### Items listed in a dataset

^^^^

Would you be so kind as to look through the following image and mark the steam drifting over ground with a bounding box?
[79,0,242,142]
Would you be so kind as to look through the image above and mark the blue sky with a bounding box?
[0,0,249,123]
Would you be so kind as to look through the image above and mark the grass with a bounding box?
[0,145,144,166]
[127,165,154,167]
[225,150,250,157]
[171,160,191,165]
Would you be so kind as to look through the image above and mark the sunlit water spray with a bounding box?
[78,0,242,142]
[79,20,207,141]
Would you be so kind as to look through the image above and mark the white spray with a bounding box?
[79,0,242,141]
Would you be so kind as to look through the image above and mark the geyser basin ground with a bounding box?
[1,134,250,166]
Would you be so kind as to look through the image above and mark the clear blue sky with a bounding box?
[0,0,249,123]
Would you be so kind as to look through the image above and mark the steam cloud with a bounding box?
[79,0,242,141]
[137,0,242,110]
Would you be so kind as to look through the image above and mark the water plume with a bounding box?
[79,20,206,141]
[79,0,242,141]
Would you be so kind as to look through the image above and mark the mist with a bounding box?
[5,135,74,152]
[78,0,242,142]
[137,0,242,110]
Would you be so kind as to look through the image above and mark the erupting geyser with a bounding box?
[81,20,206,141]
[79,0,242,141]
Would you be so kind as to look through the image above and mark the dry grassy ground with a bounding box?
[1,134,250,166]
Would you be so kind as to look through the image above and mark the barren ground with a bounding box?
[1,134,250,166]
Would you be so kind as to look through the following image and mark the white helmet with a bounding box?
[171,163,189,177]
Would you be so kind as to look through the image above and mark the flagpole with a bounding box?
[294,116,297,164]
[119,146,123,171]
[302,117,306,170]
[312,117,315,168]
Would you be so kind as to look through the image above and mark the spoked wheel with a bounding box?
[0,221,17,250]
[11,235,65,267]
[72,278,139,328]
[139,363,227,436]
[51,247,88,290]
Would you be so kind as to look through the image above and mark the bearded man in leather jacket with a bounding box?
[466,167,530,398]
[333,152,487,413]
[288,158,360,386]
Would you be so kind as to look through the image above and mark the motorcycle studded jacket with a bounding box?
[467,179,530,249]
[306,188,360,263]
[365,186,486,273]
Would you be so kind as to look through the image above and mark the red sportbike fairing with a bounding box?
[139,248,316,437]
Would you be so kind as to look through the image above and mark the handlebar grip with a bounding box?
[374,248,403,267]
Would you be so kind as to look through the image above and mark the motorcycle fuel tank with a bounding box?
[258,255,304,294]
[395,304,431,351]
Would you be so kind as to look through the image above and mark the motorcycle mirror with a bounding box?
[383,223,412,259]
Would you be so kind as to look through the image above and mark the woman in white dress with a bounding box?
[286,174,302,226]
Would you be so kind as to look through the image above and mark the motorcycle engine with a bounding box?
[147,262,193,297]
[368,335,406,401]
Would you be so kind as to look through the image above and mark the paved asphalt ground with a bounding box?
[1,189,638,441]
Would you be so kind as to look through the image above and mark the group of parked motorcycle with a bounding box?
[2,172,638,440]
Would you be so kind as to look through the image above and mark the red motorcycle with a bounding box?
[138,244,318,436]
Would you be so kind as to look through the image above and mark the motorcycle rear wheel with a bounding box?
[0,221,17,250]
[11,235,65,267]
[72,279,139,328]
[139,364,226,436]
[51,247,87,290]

^^^^

### EXERCISE
The entire set of records should be returned exactly.

### SOLUTION BELOW
Would you be so kind as to look through the following image and mark the steam drifting over ground with a bounding box?
[79,0,242,142]
Would you be so kind as to look through the image above and mark the blue sky with a bounding box?
[0,0,249,123]
Would you be so kind as to look through the image above and mark the grass with a bounding box?
[0,145,144,166]
[127,165,154,167]
[225,150,250,157]
[171,160,191,165]
Would you be so kind as to look through the image above and mark the sunlit water spray with a bounding box?
[78,0,242,142]
[79,20,207,141]
Would you be so kind as to look through the image above and mark the white spray with a bounding box?
[79,0,242,141]
Would you be so kind as to look through the image above and mark the geyser basin ground with a bounding box?
[1,134,250,166]
Would you be so kind as to look through the image above and mark the clear blue sky with a bounding box?
[0,0,249,123]
Would you be so kind as to look through the image above and mark the steam cloud with a bounding box?
[79,0,242,141]
[137,0,242,110]
Would you be so kind as to look through the image above and mark the water plume with a bounding box?
[79,20,206,141]
[79,0,242,141]
Would you be so kind as to look through the image above and mark the mist with a bounding box?
[5,135,74,152]
[78,0,242,142]
[137,0,242,110]
Would you be so kind as to look through the image above and mark the erupting geyser with a bounding box?
[81,20,206,141]
[79,0,242,141]
Would you be so kind as to look through the image above and mark the dry grassy ground with a bounding box?
[1,134,250,166]
Would you be so kind as to look through the image above and mark the barren ground with a bounding box?
[1,134,250,166]
Would you be so kind as to look through the following image and mark the white helmet with a bounding box?
[171,163,189,177]
Would you be so kind as to look through the image above and mark the flagpole with a bounding box?
[294,116,297,164]
[119,146,123,171]
[302,117,306,170]
[312,117,315,168]
Would you be so kind as to look through the image above and mark the spoked wheel with a bounding box?
[0,221,17,250]
[11,235,65,267]
[72,278,139,328]
[139,363,227,436]
[51,247,88,290]
Would you be so kind as to look through the image above and mark the bearded man in leather jacket with a bounding box?
[466,167,530,398]
[333,152,487,413]
[288,158,360,386]
Would you be so kind as to look through the image above and mark the motorcycle studded jacket with a bounding box?
[467,179,530,249]
[306,188,360,263]
[365,186,486,273]
Would you be so kind as to look through the image above and mark the red sportbike fairing with a bounding box?
[139,248,316,437]
Would you be so kind as to look through the image above and mark the handlebar grip with a bounding box?
[374,248,403,267]
Would you be so kind as to look through the image above and mark the motorcycle fuel tank with a bounding box?
[258,255,304,294]
[395,304,431,351]
Would you be so kind as to look through the image above and mark the motorcycle mirror with a bounding box?
[383,223,412,259]
Would you be so kind as to look through the image above and mark the woman in white dress with a bounding box?
[286,174,302,226]
Would you be so kind as to look through the image above and mark the motorcycle engine with a bounding box?
[147,262,193,297]
[368,335,406,401]
Would you be so kind as to look through the image above and mark the paved asphalt ground with a bounding box?
[1,189,638,441]
Would you be so kind as to look through the image above and mark the group of parked motorcycle with a bounding box?
[2,172,638,440]
Would you be so kind as to look through the image above and mark the red motorcycle with a bounding box?
[138,244,318,436]
Would you be so kind as to look through the image above and mark the motorcycle rear wheel with a bounding box?
[0,221,17,250]
[11,235,65,267]
[72,279,139,328]
[139,364,226,436]
[51,247,87,290]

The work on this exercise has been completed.